**What the exercise asks**
Show every line of the rows below that contains the string "white".

**Extracted material**
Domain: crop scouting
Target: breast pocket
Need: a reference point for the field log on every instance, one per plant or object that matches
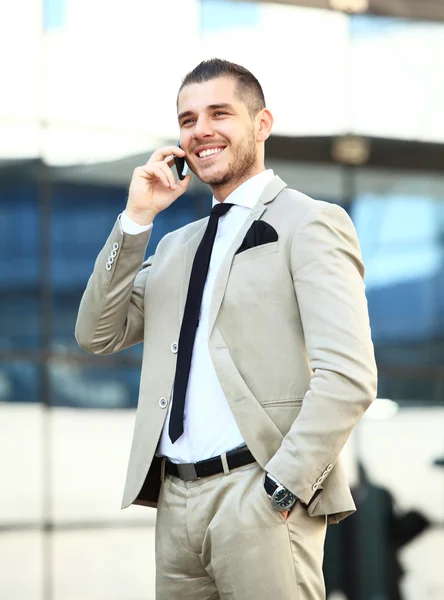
(256, 252)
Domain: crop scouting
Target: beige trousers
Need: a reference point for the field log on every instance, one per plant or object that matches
(218, 538)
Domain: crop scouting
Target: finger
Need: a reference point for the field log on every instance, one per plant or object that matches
(184, 183)
(155, 171)
(163, 153)
(169, 174)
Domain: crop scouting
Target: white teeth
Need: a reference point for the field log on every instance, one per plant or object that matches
(205, 153)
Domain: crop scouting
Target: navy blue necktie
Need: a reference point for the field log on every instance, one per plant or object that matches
(190, 320)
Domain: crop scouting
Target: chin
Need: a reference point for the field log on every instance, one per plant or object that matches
(216, 178)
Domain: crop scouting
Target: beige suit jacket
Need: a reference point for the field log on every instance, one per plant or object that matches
(289, 337)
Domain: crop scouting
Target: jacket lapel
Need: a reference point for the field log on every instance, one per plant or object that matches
(270, 192)
(189, 252)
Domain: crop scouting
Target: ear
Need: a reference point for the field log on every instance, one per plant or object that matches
(265, 123)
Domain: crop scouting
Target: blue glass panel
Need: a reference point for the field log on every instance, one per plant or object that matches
(19, 382)
(218, 14)
(19, 267)
(88, 387)
(401, 241)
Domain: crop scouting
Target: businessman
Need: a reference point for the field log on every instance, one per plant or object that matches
(257, 359)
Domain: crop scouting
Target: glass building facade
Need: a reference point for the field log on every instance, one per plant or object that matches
(66, 417)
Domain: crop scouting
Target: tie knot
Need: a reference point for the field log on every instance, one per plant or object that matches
(221, 208)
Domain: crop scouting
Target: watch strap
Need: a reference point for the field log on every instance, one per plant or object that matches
(270, 485)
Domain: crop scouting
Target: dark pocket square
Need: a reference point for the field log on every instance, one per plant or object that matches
(259, 233)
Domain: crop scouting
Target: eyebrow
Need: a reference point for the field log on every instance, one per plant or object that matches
(210, 107)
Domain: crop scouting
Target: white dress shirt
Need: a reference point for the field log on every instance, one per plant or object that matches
(209, 425)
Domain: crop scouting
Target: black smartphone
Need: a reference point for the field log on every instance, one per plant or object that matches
(181, 165)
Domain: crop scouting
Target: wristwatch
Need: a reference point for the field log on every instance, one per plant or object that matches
(281, 498)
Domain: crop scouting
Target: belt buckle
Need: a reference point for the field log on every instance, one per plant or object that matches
(187, 471)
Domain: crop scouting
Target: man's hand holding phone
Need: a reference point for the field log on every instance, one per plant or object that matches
(153, 187)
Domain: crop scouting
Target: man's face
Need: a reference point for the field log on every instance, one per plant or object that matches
(217, 132)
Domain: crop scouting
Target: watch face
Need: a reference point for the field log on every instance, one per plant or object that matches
(283, 498)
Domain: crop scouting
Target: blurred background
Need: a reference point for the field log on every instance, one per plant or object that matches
(88, 91)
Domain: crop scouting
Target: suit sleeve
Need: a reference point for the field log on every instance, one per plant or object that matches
(111, 313)
(328, 275)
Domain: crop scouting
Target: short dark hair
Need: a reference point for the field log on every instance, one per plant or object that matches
(248, 87)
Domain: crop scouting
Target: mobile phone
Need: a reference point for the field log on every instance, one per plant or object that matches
(181, 165)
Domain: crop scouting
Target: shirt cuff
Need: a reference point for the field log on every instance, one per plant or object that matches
(131, 227)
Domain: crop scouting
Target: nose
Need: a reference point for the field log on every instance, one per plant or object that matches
(203, 128)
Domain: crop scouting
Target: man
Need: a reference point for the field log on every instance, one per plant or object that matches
(256, 319)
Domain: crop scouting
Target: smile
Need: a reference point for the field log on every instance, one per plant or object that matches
(206, 154)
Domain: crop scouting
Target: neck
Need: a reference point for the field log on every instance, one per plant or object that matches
(222, 191)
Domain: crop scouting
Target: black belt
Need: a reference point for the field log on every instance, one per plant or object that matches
(211, 466)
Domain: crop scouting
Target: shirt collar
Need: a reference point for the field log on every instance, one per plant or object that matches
(249, 192)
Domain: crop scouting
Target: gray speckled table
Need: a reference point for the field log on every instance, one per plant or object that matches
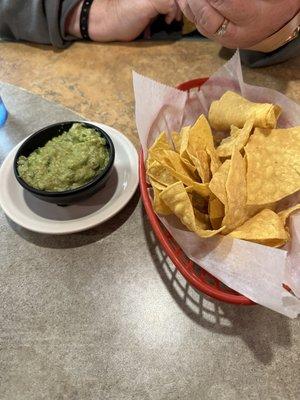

**Finished exercise**
Target: white teeth
Target: white dress shirt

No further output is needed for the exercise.